§ **GIVEN TASK**: Please edit the material below by changing "single marker" to "single point" wherever it appears, keeping everything else the same.

Stored records:
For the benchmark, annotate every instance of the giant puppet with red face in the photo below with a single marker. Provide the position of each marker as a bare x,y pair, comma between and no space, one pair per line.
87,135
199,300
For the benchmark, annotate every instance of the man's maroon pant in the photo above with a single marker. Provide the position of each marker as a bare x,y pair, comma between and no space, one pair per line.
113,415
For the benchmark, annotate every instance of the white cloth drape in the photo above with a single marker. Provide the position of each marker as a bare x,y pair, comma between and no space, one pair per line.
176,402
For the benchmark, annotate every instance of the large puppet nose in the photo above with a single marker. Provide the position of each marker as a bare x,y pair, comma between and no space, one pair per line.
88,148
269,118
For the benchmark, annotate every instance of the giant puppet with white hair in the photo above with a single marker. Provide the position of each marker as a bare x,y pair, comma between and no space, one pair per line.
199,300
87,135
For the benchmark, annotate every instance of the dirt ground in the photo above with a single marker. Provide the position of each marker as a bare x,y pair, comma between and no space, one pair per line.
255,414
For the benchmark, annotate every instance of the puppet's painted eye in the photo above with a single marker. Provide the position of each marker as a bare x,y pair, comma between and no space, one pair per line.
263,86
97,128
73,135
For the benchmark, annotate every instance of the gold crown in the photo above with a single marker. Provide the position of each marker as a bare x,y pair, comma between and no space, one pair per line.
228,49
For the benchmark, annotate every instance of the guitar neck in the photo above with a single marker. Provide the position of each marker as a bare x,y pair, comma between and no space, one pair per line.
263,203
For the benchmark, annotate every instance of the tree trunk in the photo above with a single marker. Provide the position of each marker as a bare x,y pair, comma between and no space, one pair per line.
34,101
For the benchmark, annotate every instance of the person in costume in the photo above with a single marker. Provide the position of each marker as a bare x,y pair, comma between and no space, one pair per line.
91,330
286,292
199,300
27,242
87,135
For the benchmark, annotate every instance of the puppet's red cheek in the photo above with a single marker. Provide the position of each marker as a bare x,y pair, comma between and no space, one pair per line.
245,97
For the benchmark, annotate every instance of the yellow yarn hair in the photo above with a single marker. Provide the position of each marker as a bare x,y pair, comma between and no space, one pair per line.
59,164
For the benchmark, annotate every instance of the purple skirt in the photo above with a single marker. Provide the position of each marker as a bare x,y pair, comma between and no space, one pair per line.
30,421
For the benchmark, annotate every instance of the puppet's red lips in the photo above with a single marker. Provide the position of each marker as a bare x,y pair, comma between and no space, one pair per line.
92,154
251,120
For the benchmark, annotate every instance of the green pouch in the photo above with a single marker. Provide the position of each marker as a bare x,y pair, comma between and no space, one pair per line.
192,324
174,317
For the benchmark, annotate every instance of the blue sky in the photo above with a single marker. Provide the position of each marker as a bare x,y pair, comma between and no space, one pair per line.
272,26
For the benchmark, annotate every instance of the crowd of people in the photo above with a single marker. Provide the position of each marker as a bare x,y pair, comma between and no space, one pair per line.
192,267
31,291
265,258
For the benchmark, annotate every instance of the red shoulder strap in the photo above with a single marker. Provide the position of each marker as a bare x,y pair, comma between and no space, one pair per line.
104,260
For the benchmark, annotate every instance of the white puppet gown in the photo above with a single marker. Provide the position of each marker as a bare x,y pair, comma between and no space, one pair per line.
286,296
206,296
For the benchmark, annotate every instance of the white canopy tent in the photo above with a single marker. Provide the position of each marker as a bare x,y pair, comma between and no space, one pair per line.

§ **COMPLETED EXERCISE**:
For the benchmark, annotate every instance of the giant puppet with red face in the photo below with a single point. Provide the position of each marker as a bare x,y pair, comma between and no space, one pair per line.
87,135
199,300
For the benchmark, annotate every instance of the man's maroon pant in the photo above with a single point. Provide the position of each marker as a bare x,y pair, comma between and no space, one pair per line.
113,415
For the benchmark, annotate every instance of the white cloth drape in the photo above with a single point. Provide the position of each marker as a bare x,y pair, comma between and no space, one pair per line.
176,402
For the benchmark, annotate every instance of the large puppet nose in the photo above with a single point. Provide the position of each marker as a bare x,y pair, comma between and no space, one pair per line.
88,148
269,118
For the benchmark, annotate every instance of the giant puppet with white hair in the photo above with a single point. Provide the position of each marker as a bare x,y pair, comma between and no space, one pair per line.
199,300
87,135
For the benchmark, annotate every instance of the dirt ground in the photo above with a single point. Provide the position of each marker as a bare x,y pair, comma between and no space, one pair per line.
255,414
For the benchmark, annotate every instance of the puppet's painted eye in the photo above with a single point. Provide the position of each marker as a bare x,y pair, comma between and no space, one pair per line.
263,86
97,128
73,135
For the benchmark, annotate every instance of the gold crown in the photo above with a single point. Provide the position of each marker as a bare x,y pair, comma between and no space, one pair per line.
228,49
For the benchmark, annotate every instance of the guitar neck in the photo above with a single point. Provide the position of each marker as a bare x,y pair, comma between and no space, one pair per line.
263,203
For the benchmark, annotate every instance of the tree trunk in the photo above with a single point. Provide the position of each marker as a bare x,y pair, comma between and no space, one pair per line.
34,101
For the benchmark, annotate every instance of the person in costume in the photo above with a single point. Provide the position of each marker as a bare x,y pair, comma between and no space, one pair per line.
91,330
286,292
199,300
27,242
87,135
For the benchmark, annotate every instance of the puppet's red cheek in the photo above with a single point. Provide the position of each marker as a bare x,y pair, comma between and no space, one pair per line.
245,97
For the benchmark, annotate every instance of the yellow yarn hair in the photo above with a single point. Provide the position of each marker as a bare x,y pair, comma between and no space, one pair per line.
59,164
For the benchmark, annotate every instance of the purple skirt in the photo above with a single point. Provide the position of each marker as a bare x,y pair, comma between and no space, one pair per line.
30,421
For the benchmark, annotate every instance of the puppet's red lips in the photo above with a single point. Provide the position of each marker as a bare x,y pair, comma between and no space, one pair per line.
92,154
251,120
For the benchmark, annotate every instance of the green pouch in the photo above with a single point. Provide the position of each marker as a bare x,y pair, comma between and no space, one pair per line.
192,324
174,317
For the benchmark, annotate every instance of the blue sky in the photo above with a single point. Provide the position of each marker as a bare x,y pair, comma between and no space, one pair per line.
272,26
For the benchmark, annotate every instance of the crowd of people in the photo above with a single point. Provide the position of each marker as a bare x,y pair, comma between and no space, one pair per line.
192,267
31,291
265,258
For the benchmark, annotate every instance of the red shoulder strap in the photo above with a single point. Provide the position of each marker as a bare x,y pair, comma between and no space, one pair per line.
104,260
For the benchmark, annotate every instance of the white puppet gown in the photo above with a single point. Provide the position of each marker as a bare x,y pair, comma between and no space, one pair per line.
286,296
206,296
For the benchmark, annotate every instance of the white canopy tent in the photo above with a single point. Provide the position of each marker as a bare x,y pair, comma between and no space, one pair per line.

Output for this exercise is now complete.